§ Brief: Only the lines from the top of the records below through the line containing "# tag every instance of the white staircase" should be printed, exactly and without pictures.

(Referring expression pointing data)
···
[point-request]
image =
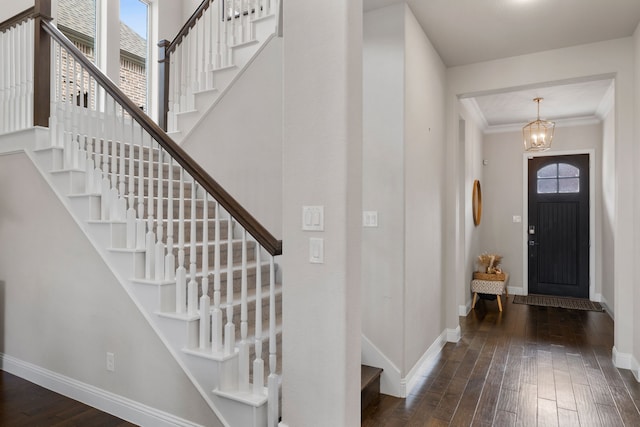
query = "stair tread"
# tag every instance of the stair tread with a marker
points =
(368, 375)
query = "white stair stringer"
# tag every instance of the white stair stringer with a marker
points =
(243, 55)
(213, 374)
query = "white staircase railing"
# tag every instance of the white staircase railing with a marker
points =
(204, 46)
(16, 74)
(149, 190)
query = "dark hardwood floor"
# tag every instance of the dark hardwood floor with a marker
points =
(25, 404)
(526, 366)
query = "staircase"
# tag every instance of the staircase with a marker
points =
(199, 267)
(212, 50)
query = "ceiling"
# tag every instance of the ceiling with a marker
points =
(469, 31)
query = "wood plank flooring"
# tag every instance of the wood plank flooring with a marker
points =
(25, 404)
(526, 366)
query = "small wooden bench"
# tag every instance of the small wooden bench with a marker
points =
(491, 287)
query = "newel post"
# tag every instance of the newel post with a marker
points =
(42, 65)
(163, 83)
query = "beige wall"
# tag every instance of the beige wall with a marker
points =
(66, 314)
(403, 180)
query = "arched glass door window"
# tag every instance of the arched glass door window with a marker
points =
(558, 178)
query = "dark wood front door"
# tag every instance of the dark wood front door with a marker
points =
(558, 232)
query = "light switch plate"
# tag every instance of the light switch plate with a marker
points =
(316, 250)
(313, 218)
(370, 218)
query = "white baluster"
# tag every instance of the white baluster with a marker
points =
(170, 259)
(113, 192)
(12, 76)
(195, 74)
(22, 90)
(204, 45)
(234, 23)
(258, 363)
(3, 111)
(192, 287)
(229, 328)
(140, 224)
(131, 196)
(151, 236)
(243, 346)
(205, 301)
(160, 248)
(184, 77)
(251, 12)
(274, 388)
(211, 60)
(121, 203)
(219, 20)
(216, 320)
(181, 272)
(30, 71)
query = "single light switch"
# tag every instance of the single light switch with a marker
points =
(313, 218)
(316, 250)
(370, 218)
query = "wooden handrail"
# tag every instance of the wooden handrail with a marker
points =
(188, 25)
(18, 18)
(41, 64)
(166, 49)
(239, 213)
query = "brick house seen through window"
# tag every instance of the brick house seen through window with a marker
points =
(77, 20)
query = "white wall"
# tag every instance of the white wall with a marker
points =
(503, 195)
(634, 159)
(608, 210)
(63, 310)
(383, 273)
(403, 168)
(322, 165)
(471, 146)
(239, 141)
(610, 58)
(424, 192)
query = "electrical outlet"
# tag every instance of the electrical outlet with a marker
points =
(111, 362)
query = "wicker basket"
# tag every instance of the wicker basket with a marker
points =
(477, 275)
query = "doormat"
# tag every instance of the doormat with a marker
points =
(561, 302)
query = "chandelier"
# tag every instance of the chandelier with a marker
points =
(537, 135)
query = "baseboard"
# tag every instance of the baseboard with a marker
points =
(454, 335)
(626, 361)
(517, 290)
(391, 381)
(464, 310)
(607, 307)
(103, 400)
(415, 374)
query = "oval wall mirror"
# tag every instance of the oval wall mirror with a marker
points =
(476, 201)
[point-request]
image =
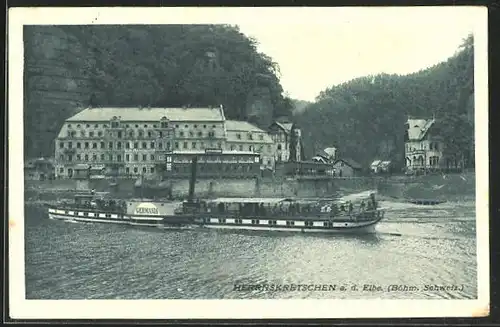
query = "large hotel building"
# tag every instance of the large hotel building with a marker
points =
(148, 141)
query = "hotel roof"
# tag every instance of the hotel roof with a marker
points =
(243, 126)
(417, 128)
(149, 114)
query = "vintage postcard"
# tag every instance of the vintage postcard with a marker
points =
(248, 162)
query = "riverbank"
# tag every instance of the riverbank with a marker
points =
(451, 187)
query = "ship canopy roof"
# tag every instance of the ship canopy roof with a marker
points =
(249, 200)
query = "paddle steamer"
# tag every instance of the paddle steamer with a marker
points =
(355, 213)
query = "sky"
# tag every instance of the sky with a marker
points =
(317, 52)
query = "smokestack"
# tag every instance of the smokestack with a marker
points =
(192, 181)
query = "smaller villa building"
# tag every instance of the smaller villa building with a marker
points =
(423, 146)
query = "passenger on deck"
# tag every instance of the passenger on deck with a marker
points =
(262, 210)
(335, 210)
(374, 202)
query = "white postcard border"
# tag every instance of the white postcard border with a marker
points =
(20, 308)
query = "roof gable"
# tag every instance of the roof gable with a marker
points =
(349, 162)
(418, 128)
(149, 114)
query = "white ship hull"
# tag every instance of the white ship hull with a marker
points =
(284, 224)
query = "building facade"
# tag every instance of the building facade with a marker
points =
(286, 136)
(135, 141)
(214, 163)
(243, 136)
(423, 146)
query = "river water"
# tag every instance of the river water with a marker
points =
(415, 246)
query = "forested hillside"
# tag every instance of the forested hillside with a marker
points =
(70, 67)
(365, 117)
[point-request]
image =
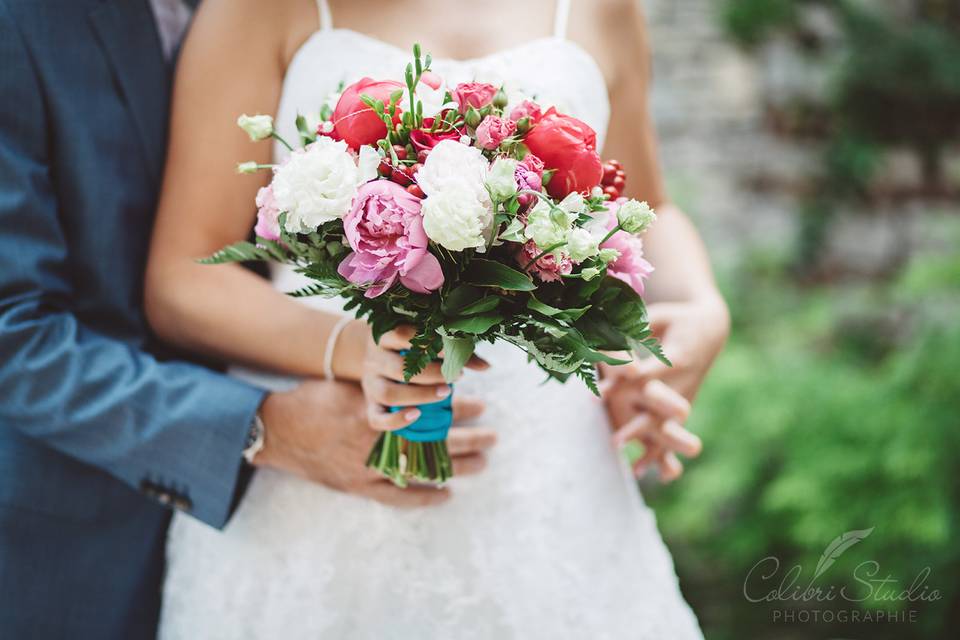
···
§ Exercise solution:
[point-request]
image =
query = "stair tread"
# tag every instance of the stair tread with a marker
points =
(368, 375)
query = "white stair stringer"
# tag every instance of the white stair stringer with a marker
points =
(243, 55)
(213, 374)
query = "white staircase railing"
# tag every instance of the white staircase railing with a marker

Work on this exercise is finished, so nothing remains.